**Source excerpt**
———
The Battle of Tremseh (Arabic: معركة التريمسة) was a military confrontation between the Syrian Army and the Free Syrian Army in Tremseh, Syria, in the late hours of 12 July 2012 during the Syrian Civil War leading to the reported death of dozens of rebels, and an unknown number of civilians. On 14 July 2012, the UN observer mission issued a statement, based on the investigation by its team that went to the town, that the Syrian military mainly targeted the homes of rebels and activists, in what the BBC said was a contradiction of the initial opposition claims of a civilian massacre. They said that the number of casualties was unclear and added that they intend to return to the town to continue their investigation.
On 16 July 2012, the Free Syrian Army backtracked on their initial death toll of 200, saying it had been overblown because many of the wounded were counted as dead, and reduced the list of those confirmed killed to 68–103 names. But still, pro-rebel activist Abu Adnan continued to claim 150 died, with the rest of the bodies allegedly being unidentifiable or stolen by the military during their assault.
———
**Given entries**
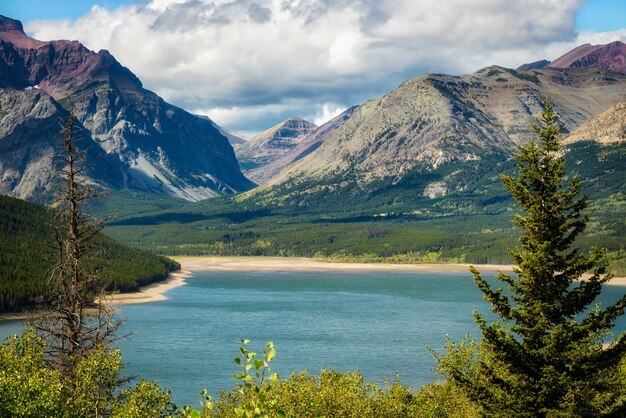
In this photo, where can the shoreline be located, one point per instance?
(156, 291)
(189, 265)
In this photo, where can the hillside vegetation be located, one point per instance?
(26, 235)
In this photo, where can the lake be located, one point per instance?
(378, 322)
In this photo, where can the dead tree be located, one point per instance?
(78, 320)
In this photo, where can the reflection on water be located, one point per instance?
(377, 322)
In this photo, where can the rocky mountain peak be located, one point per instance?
(605, 128)
(272, 144)
(611, 56)
(140, 141)
(7, 24)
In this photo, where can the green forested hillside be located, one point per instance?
(397, 224)
(26, 235)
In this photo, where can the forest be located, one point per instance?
(27, 253)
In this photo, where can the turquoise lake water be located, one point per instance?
(377, 322)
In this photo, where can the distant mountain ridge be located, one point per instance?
(140, 141)
(271, 145)
(441, 135)
(606, 128)
(611, 56)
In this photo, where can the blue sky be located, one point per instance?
(249, 64)
(597, 15)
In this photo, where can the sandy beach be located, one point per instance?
(189, 265)
(153, 292)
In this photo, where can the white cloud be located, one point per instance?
(329, 111)
(250, 63)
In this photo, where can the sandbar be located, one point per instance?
(156, 291)
(152, 292)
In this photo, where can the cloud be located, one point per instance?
(250, 63)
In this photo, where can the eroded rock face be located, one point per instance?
(606, 128)
(437, 121)
(156, 147)
(607, 57)
(272, 145)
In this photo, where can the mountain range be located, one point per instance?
(135, 140)
(434, 136)
(441, 135)
(271, 145)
———
**To do**
A – Do these statements agree with the passage on the Battle of Tremseh? For each, reply yes or no and quote the deciding words of the passage. (i) The UN observer mission issued its statement on 14 July 2012. (ii) On 16 July 2012, the Free Syrian Army raised its death toll above 200. (iii) Abu Adnan kept claiming that 150 died.
B – Print the lines of the records starting at the line that contains "In this photo, where can the cloud" and ending at the end of the records, with both ends included.

**Results of the exercise**
A –
(i) Yes: "On 14 July 2012, the UN observer mission issued a statement"
(ii) No: "the Free Syrian Army backtracked on their initial death toll of 200" and "reduced the list of those confirmed killed to 68–103 names"
(iii) Yes: "pro-rebel activist Abu Adnan continued to claim 150 died"

B –
In this photo, where can the cloud be located, one point per instance?
(250, 63)
In this photo, where can the eroded rock face be located, one point per instance?
(606, 128)
(437, 121)
(156, 147)
(607, 57)
(272, 145)
In this photo, where can the mountain range be located, one point per instance?
(135, 140)
(434, 136)
(441, 135)
(271, 145)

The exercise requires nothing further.